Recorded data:

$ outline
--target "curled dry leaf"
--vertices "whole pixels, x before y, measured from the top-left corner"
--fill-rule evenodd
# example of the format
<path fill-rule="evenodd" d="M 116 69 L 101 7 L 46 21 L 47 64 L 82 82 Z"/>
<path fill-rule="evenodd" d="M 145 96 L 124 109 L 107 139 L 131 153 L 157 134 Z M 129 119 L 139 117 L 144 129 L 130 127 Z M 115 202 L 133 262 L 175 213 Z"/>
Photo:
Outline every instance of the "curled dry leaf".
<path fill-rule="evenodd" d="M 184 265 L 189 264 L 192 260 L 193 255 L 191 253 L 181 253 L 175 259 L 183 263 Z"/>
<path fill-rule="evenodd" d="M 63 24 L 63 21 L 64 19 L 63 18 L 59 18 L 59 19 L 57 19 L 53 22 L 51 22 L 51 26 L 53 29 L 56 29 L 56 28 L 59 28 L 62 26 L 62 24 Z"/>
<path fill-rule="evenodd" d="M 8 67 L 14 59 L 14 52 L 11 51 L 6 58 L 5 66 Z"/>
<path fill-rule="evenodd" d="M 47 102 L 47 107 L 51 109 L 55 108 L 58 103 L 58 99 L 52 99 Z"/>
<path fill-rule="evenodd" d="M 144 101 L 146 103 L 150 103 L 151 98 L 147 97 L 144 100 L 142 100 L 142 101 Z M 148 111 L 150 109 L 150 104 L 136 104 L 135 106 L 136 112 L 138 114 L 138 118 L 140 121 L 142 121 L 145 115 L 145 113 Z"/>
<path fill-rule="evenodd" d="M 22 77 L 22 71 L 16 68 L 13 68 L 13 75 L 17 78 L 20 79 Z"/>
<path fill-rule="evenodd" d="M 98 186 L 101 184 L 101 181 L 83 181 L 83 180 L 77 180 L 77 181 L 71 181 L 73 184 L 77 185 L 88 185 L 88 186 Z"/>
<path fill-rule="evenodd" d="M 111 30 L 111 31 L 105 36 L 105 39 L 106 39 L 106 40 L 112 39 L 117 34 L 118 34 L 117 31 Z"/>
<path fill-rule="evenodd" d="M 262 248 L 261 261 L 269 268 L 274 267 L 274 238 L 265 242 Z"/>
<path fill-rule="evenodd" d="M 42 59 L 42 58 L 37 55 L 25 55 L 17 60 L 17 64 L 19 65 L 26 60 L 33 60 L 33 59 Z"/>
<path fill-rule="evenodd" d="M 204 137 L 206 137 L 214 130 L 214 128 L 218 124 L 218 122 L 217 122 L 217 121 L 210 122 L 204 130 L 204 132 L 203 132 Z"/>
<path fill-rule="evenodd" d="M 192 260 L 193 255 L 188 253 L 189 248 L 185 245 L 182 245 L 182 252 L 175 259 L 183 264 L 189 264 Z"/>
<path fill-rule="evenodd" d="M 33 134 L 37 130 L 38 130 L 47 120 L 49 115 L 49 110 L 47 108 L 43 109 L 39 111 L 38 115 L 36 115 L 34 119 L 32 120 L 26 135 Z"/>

EXERCISE REQUIREMENTS:
Express the stretch from the start of the items through the line containing "Outline every instance" as a JSON list of strings, with one string per line and any blank lines omitted.

TASK OUTPUT:
[
  "$ outline",
  "--target \"curled dry leaf\"",
  "--vertices \"whole pixels, x before y, measured from the top-left corner\"",
  "--fill-rule evenodd",
  "# example of the format",
  "<path fill-rule=\"evenodd\" d=\"M 116 69 L 101 7 L 46 21 L 47 64 L 82 82 Z\"/>",
  "<path fill-rule=\"evenodd\" d=\"M 145 96 L 124 109 L 107 139 L 131 153 L 157 134 Z M 129 119 L 139 117 L 144 129 L 130 127 Z M 115 202 L 133 262 L 175 213 Z\"/>",
  "Photo:",
  "Outline every instance of the \"curled dry leaf\"."
]